------ Text section ------
Vehicles with more than 40 mpg would be classified as exceptionally efficient.

Part (d): Maximum MPG for “Inefficient” Flag (z < −1.5)

Solve for x when z = −1.5:

\[-1.5 = \frac{x - 28}{6}\]
\[x = 28 + (-1.5)(6) = 28 - 9 = 19 \text{ mpg}\]

Vehicles with less than 19 mpg would be flagged for maintenance review.

Part (e): Z-Score of 0

A z-score of 0 means the vehicle’s fuel efficiency equals exactly the fleet mean.

\(z = 0\)\(x = \bar{x} = 28\) mpg

This vehicle has perfectly average fuel efficiency for the fleet—neither above nor below the mean.

Part (f): Z-Score of −5

A z-score of −5 would mean:

\[x = 28 + (-5)(6) = 28 - 30 = -2 \text{ mpg}\]

This is not possible since fuel efficiency cannot be negative.

In general, z-scores of magnitude 5 are extremely rare in real data. For approximately normal distributions, virtually all observations fall within 3 standard deviations of the mean. A z-score of −5 would indicate either:

  • A data entry error

  • An observation from a completely different population

  • A measurement that’s physically impossible (as in this case)
------ Record excerpts ------
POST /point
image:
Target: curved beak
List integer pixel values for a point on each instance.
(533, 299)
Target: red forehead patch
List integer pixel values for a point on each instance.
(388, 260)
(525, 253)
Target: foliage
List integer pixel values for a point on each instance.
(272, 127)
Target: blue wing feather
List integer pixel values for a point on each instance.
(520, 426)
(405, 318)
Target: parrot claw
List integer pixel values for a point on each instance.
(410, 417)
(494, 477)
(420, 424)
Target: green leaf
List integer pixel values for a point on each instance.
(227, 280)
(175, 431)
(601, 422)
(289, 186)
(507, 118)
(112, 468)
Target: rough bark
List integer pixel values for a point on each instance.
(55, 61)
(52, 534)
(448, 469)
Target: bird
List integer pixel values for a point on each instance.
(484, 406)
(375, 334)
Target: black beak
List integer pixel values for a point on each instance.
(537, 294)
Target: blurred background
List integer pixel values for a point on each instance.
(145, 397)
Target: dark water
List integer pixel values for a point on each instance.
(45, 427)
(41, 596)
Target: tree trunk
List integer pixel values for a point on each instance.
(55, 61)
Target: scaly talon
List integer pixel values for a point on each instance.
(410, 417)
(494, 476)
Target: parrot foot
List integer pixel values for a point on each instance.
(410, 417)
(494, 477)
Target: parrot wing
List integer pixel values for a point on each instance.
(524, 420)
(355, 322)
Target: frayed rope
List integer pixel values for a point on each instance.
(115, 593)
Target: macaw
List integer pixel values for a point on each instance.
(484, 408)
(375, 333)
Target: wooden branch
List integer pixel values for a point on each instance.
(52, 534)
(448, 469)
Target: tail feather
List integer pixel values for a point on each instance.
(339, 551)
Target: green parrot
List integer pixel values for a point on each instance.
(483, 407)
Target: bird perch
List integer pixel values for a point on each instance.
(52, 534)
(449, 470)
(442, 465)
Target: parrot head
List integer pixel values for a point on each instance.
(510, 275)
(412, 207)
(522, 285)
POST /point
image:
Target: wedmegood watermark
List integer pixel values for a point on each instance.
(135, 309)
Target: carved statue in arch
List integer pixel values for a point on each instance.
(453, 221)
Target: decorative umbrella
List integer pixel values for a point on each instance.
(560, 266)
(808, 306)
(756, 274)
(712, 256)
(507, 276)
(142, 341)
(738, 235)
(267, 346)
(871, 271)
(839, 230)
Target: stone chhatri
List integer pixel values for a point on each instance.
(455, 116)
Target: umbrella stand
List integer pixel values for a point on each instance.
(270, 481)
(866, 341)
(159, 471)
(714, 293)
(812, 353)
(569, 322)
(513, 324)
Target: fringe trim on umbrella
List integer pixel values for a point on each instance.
------
Problem 1 -> Based on the fuel efficiency text above, say whether each statement agrees with it, answering yes or no and quoting the words that decide it: (a) Vehicles getting under 19 mpg would be flagged for maintenance review. (b) A z-score of 0 places a vehicle slightly above the fleet mean. (c) A z-score of −5 works out to −2 mpg.
Problem 2 -> List every explanation the fuel efficiency text gives for a z-score of −5.

Response 1 ->
(a) Yes: "Vehicles with less than 19 mpg would be flagged for maintenance review."
(b) No: "neither above nor below the mean."
(c) Yes: "x = 28 + (-5)(6) = 28 - 30 = -2 \text{ mpg}"

Response 2 ->
- A data entry error
- An observation from a completely different population
- A measurement that's physically impossible